What to do
1 > In the editor's reflection on family and homecoming below, rewrite the paragraph beginning "Often the divisiveness that happens within extended families" in one shorter sentence that keeps its main facts.
2 > According to the editor's reflection on family and homecoming below, what is the subtitle of Russell Moore's book?
3 > Resume the editor's reflection on family and homecoming below, starting after its final sentence.

Document extract
━━━━━━━━━━

From the Editor—Friday Reflections

Homecoming Attraction

The Greatest to the Least of Us Long for This

November 23, 2018

Two recent books by Touchstone senior editors feature the word home in their titles:

Anthony Esolen's Nostalgia: Going Home in a Homeless World and Russell Moore's The Storm-Tossed Family: How the Cross Reshapes the Home. You will not be surprised that I highly recommend both books, which I have read from covers to covers.

They are full of wisdom, wit, and Gospel-inspired insight. I expect nothing less from Esolen and Moore and am truly grateful to have them as friends and colleagues in the Touchstone mission. They educate me.

Moore's chapter on "Family Tensions, Family Traumas," has a section particularly appropriate for Christians thinking about family dinners around the holidays:

Working often with families formed through adoption, I regularly hear from grown children who were adopted talking about the difficulties that come along with sorting through the identity questions. One . . . said to me, "You just can't imagine what it is to sit across a table from people who are a mystery to you, to think to yourself, 'I am nothing like you! How did I end up in this family!'"

I said that, to some degree, what she was experiencing was due to adoption, but a great deal more of it is far more universal that than. "I actually know what that's like," I said, "It's called Thanksgiving."

Moore notes the various tensions and frictions that often exist in families. Hostility to our faith, for example, or various feuds.

Often the divisiveness that happens within extended families is about conflicting spiritual worldviews, but occasionally the divisiveness is not about an unbelieving family persecuting a Christian, but rather because a Christian decides to go ahead and, at the family table, sort the wheat from the weeds right now, rather than, as Jesus told us, waiting for Judgment Day.

Humility is called for.

. . . As Christians, we cannot be those who, like the professional polarizers in our culture around us, value having the last word. Jesus, not once, sought to prove he was right . . . .

Satan wants to destroy you through . . . pride. He doesn't care if that pride comes through looking around the family table and figuring out how much more money you make than your second cousin-in-law or whether it comes by looking around the table and saying, "Thank you Lord that I am not like these publicans." The result is the same . . . . If your response is to puff up as you compare yourself with others, there's a Satanist at your family gathering, and you're it.

━━━━━━━━━━

[Excerpts from a dataset]
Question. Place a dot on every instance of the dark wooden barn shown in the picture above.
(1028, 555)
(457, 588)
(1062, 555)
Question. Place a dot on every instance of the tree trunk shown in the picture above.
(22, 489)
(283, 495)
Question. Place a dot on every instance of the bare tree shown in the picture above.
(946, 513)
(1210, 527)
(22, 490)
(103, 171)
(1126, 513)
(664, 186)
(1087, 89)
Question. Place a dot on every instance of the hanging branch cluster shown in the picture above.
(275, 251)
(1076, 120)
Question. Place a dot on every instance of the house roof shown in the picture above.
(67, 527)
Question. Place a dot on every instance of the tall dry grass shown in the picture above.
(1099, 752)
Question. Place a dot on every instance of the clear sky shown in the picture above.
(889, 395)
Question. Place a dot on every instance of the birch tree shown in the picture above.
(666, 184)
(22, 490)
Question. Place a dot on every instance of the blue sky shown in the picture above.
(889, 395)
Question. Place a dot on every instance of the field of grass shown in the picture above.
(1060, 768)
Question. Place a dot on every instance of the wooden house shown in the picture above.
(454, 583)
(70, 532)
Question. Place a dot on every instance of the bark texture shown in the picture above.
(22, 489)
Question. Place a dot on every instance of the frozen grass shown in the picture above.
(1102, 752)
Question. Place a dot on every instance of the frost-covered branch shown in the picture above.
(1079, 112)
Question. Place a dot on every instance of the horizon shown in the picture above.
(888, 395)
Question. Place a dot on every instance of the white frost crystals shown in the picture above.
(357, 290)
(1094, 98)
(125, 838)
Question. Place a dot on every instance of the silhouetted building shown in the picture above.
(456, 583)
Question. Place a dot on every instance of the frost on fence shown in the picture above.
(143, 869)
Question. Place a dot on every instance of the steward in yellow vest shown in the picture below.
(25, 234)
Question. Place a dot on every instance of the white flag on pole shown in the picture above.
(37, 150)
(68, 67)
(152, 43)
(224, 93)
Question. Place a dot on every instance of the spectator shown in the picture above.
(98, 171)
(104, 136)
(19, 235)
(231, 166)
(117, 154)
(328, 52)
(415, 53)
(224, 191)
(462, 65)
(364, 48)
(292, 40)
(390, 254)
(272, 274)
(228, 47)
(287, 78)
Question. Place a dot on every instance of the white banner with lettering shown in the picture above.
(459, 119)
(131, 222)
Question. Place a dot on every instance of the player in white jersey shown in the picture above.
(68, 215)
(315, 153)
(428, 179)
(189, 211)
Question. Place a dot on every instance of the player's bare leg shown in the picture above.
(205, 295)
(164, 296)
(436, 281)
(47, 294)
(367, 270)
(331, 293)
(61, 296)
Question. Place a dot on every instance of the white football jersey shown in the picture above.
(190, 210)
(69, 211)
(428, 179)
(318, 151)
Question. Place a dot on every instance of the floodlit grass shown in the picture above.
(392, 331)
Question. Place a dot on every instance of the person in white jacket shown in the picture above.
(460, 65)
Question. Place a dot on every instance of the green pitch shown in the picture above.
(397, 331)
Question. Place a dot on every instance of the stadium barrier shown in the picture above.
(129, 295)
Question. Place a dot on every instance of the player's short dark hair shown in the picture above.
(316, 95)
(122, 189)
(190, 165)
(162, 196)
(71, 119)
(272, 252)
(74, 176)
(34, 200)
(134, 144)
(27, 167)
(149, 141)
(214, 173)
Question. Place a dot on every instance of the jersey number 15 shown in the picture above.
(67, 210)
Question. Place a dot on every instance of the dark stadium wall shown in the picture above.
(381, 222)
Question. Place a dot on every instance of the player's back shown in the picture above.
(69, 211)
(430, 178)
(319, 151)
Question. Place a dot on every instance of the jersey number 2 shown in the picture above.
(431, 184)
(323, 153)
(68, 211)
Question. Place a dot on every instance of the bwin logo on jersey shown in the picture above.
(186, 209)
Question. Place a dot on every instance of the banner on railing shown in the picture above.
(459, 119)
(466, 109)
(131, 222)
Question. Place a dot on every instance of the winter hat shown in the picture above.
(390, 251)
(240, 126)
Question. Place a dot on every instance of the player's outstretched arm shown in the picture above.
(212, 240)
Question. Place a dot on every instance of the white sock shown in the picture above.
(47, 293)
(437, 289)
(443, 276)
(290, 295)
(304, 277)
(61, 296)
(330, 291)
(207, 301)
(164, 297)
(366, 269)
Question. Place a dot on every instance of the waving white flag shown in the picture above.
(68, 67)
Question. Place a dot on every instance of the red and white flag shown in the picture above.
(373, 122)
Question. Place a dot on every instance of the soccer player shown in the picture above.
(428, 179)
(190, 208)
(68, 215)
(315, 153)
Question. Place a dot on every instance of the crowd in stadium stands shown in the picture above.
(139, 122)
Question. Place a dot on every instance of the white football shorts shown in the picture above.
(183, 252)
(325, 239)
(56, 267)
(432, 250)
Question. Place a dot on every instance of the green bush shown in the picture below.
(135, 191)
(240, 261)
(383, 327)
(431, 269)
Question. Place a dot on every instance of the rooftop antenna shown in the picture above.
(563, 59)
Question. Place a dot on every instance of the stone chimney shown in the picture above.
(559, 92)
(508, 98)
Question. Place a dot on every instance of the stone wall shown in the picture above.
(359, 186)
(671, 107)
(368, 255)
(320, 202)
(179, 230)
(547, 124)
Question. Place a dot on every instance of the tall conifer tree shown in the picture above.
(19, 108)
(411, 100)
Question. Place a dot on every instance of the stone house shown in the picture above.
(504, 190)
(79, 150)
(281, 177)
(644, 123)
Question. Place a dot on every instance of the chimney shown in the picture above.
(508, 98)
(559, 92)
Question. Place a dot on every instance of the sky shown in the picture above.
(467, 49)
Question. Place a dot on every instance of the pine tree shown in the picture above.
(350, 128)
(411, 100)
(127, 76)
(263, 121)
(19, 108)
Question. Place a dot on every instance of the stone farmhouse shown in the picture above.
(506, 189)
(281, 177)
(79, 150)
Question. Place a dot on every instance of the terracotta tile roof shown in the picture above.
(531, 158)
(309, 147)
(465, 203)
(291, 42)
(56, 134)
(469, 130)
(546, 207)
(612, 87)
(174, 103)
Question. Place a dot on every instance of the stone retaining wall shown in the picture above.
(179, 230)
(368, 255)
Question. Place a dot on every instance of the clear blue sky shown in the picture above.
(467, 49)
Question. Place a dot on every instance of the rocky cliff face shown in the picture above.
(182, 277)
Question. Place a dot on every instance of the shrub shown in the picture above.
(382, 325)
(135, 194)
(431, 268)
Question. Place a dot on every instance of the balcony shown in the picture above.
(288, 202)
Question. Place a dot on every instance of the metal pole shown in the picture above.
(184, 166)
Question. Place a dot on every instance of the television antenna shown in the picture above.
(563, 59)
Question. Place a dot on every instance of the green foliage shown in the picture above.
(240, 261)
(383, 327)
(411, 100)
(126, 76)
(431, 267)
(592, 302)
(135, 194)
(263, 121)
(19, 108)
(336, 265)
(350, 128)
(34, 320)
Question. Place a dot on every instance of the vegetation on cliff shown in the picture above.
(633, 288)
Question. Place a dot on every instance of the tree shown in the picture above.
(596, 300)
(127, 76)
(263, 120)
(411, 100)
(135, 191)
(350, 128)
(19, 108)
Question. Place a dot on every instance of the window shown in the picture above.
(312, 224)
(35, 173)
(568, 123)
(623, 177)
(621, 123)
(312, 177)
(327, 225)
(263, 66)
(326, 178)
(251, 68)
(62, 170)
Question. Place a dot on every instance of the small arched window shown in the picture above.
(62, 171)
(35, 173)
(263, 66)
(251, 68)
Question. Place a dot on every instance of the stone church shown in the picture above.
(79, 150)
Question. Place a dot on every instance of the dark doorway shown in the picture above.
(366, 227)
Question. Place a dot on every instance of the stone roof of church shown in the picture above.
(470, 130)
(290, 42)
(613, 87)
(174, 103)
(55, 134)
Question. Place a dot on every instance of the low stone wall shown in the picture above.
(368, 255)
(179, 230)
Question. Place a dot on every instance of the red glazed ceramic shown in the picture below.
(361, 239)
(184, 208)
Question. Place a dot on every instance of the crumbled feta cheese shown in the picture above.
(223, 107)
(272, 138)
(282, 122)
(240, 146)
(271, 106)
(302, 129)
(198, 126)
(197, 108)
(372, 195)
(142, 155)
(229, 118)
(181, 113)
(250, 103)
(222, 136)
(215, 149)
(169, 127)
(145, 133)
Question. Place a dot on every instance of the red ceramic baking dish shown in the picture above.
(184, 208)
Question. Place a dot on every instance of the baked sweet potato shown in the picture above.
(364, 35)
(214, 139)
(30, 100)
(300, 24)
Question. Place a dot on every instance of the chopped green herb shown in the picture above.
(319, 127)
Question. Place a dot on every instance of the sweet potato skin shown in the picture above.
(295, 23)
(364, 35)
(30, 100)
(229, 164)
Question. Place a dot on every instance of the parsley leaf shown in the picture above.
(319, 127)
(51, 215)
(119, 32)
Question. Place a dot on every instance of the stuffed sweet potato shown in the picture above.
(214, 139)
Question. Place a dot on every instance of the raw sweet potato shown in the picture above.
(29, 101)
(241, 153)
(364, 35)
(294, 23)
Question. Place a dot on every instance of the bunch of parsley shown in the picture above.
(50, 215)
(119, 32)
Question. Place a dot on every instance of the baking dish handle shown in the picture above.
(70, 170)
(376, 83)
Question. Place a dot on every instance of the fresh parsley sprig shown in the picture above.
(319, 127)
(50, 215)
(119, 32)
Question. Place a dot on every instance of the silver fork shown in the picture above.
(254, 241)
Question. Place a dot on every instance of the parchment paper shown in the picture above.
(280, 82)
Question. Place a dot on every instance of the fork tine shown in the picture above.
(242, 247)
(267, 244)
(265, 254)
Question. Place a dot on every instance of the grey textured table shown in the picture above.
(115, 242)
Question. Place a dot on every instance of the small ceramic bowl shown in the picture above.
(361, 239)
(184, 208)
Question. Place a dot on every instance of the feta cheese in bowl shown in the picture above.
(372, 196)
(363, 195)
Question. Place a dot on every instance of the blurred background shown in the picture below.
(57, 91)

━━━━━━━━━━

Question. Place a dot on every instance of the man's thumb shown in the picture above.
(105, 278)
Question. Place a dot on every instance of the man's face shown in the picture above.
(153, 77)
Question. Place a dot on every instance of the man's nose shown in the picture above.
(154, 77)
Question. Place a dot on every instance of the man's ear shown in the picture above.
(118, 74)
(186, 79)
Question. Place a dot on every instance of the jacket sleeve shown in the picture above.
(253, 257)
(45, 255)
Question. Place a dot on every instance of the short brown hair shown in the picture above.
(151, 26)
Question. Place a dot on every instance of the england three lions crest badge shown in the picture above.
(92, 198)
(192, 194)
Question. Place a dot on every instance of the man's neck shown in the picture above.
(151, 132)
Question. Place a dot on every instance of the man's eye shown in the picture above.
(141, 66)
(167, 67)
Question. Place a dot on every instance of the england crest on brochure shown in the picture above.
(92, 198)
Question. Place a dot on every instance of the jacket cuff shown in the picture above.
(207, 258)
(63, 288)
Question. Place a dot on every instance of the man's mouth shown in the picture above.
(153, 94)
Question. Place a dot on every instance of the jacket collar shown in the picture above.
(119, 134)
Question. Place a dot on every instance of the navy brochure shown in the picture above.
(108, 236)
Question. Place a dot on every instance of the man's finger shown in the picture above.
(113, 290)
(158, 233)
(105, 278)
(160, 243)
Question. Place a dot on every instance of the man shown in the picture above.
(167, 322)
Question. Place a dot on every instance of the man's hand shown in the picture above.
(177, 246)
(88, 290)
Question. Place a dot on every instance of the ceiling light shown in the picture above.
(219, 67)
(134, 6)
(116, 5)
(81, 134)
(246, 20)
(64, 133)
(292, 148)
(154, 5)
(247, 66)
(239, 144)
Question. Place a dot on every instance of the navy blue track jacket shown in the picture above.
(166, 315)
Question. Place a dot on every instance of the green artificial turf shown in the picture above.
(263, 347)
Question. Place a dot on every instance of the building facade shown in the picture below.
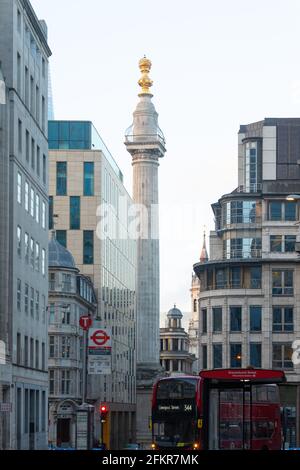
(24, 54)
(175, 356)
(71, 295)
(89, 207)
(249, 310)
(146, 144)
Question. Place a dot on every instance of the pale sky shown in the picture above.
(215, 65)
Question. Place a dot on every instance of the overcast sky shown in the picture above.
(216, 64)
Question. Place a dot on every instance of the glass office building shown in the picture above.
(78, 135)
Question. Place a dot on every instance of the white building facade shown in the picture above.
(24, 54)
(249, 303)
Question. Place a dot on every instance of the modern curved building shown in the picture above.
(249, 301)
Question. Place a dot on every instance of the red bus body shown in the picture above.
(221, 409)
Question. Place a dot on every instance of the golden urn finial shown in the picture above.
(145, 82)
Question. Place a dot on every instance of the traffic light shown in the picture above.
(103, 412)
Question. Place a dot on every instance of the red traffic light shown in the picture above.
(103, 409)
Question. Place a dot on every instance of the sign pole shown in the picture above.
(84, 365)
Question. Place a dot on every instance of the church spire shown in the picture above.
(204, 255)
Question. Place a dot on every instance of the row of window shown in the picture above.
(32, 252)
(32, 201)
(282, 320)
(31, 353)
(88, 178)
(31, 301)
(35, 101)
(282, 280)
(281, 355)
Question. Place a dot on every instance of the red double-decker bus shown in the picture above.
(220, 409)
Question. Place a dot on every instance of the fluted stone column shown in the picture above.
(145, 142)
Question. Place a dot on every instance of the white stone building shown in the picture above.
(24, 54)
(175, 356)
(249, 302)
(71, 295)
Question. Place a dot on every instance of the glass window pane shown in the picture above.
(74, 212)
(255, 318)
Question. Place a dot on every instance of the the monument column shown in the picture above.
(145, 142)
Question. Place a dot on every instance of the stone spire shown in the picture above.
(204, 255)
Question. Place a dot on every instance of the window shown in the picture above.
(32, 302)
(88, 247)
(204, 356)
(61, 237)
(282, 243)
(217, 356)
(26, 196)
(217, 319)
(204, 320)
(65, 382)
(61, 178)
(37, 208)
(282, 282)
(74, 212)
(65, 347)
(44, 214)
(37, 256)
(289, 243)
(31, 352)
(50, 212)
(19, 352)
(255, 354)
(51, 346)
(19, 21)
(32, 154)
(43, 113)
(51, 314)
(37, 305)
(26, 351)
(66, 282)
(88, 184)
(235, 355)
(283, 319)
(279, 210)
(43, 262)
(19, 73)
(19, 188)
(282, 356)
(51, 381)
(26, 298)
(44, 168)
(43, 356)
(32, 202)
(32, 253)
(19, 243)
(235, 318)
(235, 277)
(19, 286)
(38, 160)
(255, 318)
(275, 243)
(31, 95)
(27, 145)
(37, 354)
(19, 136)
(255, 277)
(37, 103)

━━━━━━━━━━

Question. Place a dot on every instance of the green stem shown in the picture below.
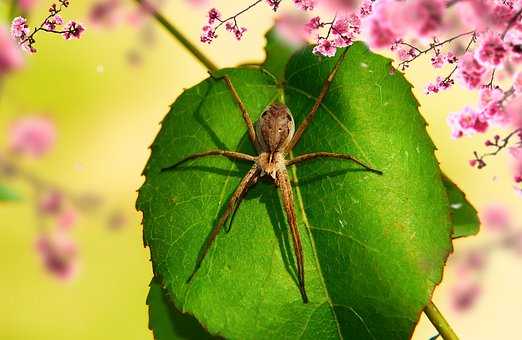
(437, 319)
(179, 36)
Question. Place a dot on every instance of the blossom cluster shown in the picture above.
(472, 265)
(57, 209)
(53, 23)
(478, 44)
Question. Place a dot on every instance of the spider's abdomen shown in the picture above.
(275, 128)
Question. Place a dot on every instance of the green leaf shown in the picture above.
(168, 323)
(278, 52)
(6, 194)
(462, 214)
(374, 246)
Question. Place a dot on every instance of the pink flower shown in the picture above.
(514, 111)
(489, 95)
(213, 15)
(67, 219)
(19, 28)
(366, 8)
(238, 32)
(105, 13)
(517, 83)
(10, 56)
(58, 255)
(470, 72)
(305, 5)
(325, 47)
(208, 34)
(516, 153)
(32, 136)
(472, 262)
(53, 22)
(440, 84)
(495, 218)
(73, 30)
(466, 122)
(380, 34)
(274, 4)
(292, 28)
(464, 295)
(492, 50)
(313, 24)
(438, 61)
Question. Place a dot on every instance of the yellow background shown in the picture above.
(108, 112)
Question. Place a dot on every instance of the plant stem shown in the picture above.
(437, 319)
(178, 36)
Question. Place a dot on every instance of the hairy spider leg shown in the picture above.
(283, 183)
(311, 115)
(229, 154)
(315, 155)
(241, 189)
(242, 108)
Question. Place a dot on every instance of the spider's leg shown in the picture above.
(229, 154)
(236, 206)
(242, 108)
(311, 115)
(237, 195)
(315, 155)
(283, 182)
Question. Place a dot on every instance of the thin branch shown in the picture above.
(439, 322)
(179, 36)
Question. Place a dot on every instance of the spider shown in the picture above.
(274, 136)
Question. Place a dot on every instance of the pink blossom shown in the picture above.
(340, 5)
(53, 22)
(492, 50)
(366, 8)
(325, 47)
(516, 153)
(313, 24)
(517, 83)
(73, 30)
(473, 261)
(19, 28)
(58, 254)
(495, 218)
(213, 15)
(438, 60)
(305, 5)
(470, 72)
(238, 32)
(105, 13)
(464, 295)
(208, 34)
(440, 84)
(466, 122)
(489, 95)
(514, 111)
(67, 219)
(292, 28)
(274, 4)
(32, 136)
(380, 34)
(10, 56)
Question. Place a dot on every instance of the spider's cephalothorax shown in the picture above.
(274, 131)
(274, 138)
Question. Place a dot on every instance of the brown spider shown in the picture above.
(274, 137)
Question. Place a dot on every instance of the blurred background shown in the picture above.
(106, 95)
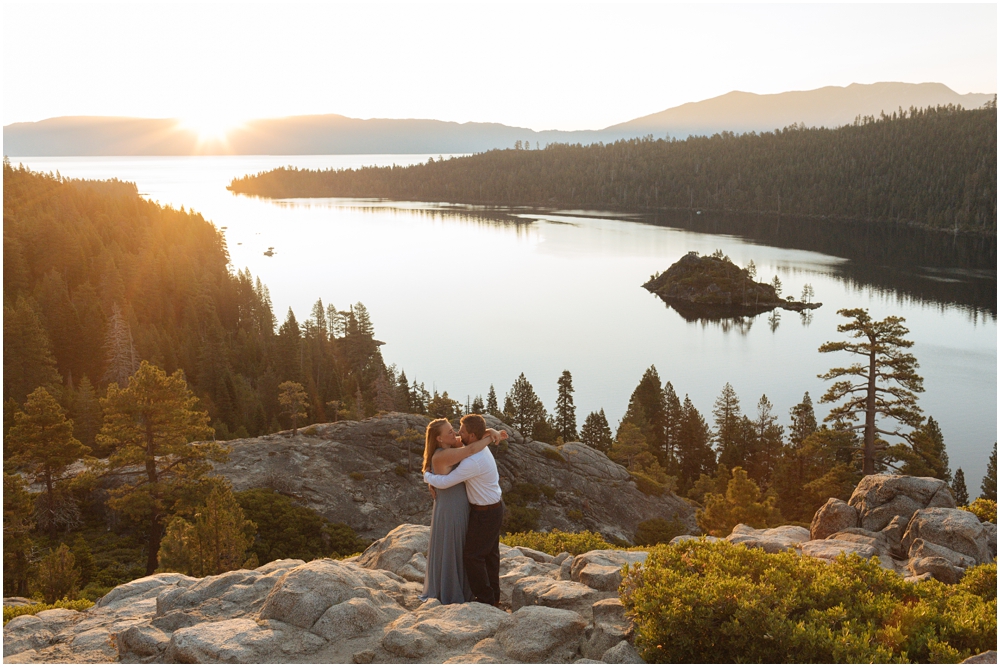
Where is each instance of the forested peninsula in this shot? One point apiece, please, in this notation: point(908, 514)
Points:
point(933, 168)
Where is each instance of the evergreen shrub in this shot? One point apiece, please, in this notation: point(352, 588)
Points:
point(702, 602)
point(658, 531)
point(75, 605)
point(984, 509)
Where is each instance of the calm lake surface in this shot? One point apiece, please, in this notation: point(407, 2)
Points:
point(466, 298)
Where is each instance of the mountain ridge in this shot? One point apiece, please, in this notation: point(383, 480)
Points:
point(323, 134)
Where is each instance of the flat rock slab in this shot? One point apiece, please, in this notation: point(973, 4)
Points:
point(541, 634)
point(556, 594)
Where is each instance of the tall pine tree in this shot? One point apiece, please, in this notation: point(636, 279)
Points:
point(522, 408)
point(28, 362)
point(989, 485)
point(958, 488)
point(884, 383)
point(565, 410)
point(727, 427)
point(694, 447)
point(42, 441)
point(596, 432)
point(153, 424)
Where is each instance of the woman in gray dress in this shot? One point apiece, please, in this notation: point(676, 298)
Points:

━━━━━━━━━━

Your written answers
1 > Family divisions often come from clashing spiritual worldviews, but sometimes a Christian causes them by sorting the wheat from the weeds at the family table now instead of waiting for Judgment Day, as Jesus said.

2 > How the Cross Reshapes the Home.

3 >
Esolen's book is of a different sort, not so much practical spiritual instruction on family life, but a literary and spiritual meditation on our hunger for "home" and the present cultural destruction or distraction from this longing, replaced by mirages of "progress" that take us nowhere. He reminds us that we are pilgrims, but pilgrims going home. "No pilgrim, I say, no progress."

Many people come from broken homes, or have lost their homes through war, natural disaster, or other forces. The nostalgia that I feel for my childhood home—or homes, if I count my grandparents' home to which I was first brought home from the hospital—cannot be satisfied since those homes and their neighborhoods no longer exist. I cannot go home.

The home to which I first came as an infant served as my grandmother's home for 50 years. It was the bright and boisterous setting of Thanksgiving dinners, Christmas Eve parties, and New Year's Day gatherings. Nostalgia turns my mind and heart back to those times in that place.

My grandmother passed away in that same living room in 1979, the day after she, in her hospital bed there, held and welcomed our infant son in her arms with an instant smile, calling his name over and over. She knew she was going home, a home that beckons all to an eternal homecoming.

The child feels the deeper meaning of home more than adults who have become distracted. No child can rest easy if he discovers himself alone, an autonomous individual. He wants his mother, father, his family, and knows his identity by them. He knows his place. So, too the Christian, who, becoming a true and new child, seeks and longs for the kingdom, where Christ has gone to prepare a place for him. His response? Pure thanksgiving, now and ever after, and present longing until the Day comes.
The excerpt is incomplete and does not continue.